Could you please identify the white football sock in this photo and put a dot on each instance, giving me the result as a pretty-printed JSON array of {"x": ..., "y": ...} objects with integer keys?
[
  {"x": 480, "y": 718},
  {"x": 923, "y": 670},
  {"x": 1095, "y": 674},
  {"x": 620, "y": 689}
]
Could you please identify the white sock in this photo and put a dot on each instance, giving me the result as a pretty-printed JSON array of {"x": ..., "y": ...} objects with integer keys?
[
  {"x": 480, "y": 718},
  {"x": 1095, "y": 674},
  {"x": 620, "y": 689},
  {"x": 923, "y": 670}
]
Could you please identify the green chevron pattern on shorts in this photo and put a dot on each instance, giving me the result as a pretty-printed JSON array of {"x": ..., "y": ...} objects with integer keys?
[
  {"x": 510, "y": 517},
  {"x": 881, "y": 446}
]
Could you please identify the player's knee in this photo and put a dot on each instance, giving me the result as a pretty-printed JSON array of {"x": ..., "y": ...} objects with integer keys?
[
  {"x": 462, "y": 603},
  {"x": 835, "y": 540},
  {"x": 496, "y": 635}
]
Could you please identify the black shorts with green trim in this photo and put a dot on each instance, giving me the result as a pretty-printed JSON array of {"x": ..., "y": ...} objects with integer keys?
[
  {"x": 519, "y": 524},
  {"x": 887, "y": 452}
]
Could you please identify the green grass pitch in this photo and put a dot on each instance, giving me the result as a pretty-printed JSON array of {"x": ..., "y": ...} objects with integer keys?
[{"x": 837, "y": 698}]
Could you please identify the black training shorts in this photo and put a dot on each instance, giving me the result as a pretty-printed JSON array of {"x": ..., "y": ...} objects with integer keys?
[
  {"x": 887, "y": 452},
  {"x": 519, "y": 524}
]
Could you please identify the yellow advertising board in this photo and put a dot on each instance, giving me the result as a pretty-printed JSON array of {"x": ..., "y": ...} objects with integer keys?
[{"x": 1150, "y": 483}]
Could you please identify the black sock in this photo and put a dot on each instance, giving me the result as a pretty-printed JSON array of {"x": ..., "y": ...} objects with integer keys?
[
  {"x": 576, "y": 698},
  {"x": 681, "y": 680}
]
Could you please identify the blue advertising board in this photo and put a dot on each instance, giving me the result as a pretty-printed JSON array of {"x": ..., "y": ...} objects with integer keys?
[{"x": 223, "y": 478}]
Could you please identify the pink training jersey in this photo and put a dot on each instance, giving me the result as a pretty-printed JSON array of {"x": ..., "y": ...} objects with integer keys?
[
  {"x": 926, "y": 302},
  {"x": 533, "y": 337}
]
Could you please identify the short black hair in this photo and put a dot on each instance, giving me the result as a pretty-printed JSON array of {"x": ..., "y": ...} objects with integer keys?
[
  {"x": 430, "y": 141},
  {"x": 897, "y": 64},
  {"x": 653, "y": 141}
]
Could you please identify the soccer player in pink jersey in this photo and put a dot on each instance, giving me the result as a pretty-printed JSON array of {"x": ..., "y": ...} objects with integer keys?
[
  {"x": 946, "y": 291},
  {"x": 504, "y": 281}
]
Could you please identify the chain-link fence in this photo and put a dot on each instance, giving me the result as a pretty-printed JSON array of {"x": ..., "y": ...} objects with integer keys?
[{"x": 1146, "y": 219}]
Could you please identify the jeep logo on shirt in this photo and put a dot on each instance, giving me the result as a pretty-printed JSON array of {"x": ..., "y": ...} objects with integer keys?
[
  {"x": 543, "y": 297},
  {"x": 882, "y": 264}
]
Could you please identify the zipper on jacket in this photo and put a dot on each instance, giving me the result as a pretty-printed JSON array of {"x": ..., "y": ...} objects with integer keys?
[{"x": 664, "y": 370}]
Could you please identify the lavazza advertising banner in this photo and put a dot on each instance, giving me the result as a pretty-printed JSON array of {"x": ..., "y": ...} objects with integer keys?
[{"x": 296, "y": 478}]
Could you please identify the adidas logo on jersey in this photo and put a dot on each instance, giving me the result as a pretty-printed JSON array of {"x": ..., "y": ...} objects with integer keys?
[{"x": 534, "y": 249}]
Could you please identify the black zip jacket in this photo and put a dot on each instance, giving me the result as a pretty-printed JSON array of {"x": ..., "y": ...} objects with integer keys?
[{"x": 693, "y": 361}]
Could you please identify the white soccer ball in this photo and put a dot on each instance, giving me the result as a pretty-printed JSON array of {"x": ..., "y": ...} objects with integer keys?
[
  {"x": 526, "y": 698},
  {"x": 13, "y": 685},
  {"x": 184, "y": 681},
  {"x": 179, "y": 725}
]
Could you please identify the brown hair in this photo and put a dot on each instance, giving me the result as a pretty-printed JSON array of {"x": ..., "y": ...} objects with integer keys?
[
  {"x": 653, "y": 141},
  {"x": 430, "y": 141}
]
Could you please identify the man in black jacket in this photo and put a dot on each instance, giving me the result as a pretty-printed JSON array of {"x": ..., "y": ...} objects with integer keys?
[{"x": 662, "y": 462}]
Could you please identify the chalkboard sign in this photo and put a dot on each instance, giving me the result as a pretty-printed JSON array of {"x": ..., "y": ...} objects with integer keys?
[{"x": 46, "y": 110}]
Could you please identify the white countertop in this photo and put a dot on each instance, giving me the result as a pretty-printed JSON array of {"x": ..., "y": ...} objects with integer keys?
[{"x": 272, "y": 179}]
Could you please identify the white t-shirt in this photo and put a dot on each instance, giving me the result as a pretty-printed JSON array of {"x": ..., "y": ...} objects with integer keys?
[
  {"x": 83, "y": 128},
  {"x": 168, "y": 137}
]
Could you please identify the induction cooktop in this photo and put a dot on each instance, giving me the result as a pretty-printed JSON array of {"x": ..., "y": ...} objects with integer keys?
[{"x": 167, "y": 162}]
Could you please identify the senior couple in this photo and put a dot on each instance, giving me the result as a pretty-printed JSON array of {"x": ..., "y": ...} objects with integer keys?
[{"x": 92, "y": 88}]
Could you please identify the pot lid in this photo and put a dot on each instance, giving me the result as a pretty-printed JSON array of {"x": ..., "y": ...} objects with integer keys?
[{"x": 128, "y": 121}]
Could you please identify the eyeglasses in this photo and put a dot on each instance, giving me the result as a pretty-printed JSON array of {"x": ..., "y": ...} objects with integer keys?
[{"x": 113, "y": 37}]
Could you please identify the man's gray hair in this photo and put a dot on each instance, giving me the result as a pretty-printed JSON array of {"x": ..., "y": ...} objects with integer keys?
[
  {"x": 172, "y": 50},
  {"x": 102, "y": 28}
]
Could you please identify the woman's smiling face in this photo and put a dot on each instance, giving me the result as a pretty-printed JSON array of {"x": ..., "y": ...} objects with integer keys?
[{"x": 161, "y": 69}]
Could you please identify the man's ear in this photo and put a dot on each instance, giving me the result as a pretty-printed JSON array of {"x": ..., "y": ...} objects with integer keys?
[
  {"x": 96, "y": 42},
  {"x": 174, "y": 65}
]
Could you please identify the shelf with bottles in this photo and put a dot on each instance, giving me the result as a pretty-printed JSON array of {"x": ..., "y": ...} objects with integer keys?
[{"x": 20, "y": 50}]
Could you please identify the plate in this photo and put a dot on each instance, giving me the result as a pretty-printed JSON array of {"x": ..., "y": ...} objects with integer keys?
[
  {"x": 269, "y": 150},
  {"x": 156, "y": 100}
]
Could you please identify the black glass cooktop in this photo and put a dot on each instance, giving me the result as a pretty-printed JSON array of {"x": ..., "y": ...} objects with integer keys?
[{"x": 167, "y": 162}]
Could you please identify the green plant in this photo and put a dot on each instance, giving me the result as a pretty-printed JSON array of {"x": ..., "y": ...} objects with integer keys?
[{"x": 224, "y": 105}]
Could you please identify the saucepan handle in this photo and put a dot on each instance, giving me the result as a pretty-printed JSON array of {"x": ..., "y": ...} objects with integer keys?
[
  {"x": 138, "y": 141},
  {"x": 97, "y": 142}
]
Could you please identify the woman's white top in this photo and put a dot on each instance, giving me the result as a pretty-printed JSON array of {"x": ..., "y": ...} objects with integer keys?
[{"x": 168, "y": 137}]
:::::
Written problem: Copy word for word the lines above, starting with the line that contains "Could you please identify the woman's white" and continuing through the last line.

Written response:
Could you please identify the woman's white top in this photo and put a dot on each instance, giving me the result as a pretty-printed JSON array of {"x": ..., "y": ...} objects with integer keys?
[{"x": 168, "y": 137}]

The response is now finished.